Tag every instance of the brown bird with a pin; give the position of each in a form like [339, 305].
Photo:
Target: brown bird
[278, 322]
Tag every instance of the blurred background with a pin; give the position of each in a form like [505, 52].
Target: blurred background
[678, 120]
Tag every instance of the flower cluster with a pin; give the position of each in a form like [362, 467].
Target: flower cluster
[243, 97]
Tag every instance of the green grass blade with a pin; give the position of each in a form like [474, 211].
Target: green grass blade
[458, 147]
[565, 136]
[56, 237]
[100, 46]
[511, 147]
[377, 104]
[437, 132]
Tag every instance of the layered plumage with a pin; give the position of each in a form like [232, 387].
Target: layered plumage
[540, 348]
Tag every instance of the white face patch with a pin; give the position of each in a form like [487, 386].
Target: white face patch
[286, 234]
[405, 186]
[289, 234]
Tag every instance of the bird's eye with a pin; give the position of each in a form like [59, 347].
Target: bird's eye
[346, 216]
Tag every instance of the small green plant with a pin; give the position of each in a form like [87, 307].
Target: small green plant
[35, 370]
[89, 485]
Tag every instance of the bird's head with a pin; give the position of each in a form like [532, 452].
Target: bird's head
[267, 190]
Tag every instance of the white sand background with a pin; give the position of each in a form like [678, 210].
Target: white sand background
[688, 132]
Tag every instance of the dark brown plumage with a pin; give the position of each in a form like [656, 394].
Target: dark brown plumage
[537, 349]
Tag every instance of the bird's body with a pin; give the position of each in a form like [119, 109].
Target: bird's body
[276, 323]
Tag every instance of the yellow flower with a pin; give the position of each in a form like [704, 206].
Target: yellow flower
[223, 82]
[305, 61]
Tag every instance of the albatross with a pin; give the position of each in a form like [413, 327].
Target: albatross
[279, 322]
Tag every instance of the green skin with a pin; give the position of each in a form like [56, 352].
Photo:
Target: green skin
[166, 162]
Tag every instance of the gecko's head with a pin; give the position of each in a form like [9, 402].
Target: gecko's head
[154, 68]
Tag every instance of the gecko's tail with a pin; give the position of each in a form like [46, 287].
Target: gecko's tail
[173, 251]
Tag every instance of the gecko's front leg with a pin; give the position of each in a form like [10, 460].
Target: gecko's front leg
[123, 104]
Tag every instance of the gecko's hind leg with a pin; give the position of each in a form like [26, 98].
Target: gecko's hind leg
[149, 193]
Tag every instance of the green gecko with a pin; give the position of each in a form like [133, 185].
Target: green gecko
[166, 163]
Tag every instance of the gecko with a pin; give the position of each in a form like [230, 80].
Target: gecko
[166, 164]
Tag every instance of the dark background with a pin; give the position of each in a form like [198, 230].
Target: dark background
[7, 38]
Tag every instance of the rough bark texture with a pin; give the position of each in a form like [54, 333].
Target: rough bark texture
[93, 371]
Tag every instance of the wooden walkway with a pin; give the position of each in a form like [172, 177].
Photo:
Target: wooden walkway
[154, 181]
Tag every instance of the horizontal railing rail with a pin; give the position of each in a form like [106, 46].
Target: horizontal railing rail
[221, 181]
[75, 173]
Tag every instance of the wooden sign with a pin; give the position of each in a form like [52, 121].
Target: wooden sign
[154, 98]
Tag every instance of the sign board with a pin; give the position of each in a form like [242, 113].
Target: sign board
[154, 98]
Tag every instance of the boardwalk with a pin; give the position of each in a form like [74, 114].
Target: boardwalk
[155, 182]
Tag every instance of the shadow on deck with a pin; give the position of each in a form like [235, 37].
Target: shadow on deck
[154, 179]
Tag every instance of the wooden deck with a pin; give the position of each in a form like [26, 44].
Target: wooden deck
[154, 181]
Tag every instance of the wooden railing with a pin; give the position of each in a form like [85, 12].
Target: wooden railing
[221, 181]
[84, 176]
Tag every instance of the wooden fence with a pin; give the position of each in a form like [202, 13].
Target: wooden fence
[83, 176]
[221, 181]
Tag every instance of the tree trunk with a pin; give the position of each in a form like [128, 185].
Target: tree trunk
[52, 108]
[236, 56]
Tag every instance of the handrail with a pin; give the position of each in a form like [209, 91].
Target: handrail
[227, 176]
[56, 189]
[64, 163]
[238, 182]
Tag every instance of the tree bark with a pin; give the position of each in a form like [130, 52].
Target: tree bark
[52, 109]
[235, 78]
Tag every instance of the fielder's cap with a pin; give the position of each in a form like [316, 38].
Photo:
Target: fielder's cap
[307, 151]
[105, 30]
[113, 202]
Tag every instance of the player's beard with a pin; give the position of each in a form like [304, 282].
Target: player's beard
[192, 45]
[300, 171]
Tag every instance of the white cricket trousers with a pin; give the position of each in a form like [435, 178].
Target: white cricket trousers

### WHAT IS NEEDED
Reproduce the part of the data that opens with the line containing "Tag every instance of the wooden fence" and runs through the end of the data, including both ends.

### SOLUTION BELOW
Tag every instance of the wooden fence with a pin; give the position of each in a form like [202, 13].
Target: wooden fence
[83, 176]
[221, 181]
Tag every instance of the tree trunk with a pin; give the position of each in a form like [128, 185].
Target: tree trunk
[52, 108]
[236, 56]
Tag every instance of the handrail with a pin; give the position of each in a form like [209, 91].
Target: handrail
[227, 176]
[56, 189]
[64, 163]
[238, 182]
Tag every instance of the tree bark with a pin; give the position of each in a form like [130, 52].
Target: tree bark
[52, 109]
[235, 78]
Tag every instance of the fielder's cap with a pin; give the position of each in a form like [316, 38].
Photo:
Target: fielder's cap
[307, 151]
[105, 30]
[113, 202]
Tag every instance of the player's beard with a pin; give the position of each in a form like [304, 282].
Target: player's beard
[192, 45]
[300, 171]
Tag every instance of the white cricket trousers with a pin; give the position of each in a form like [435, 178].
Target: white cricket trousers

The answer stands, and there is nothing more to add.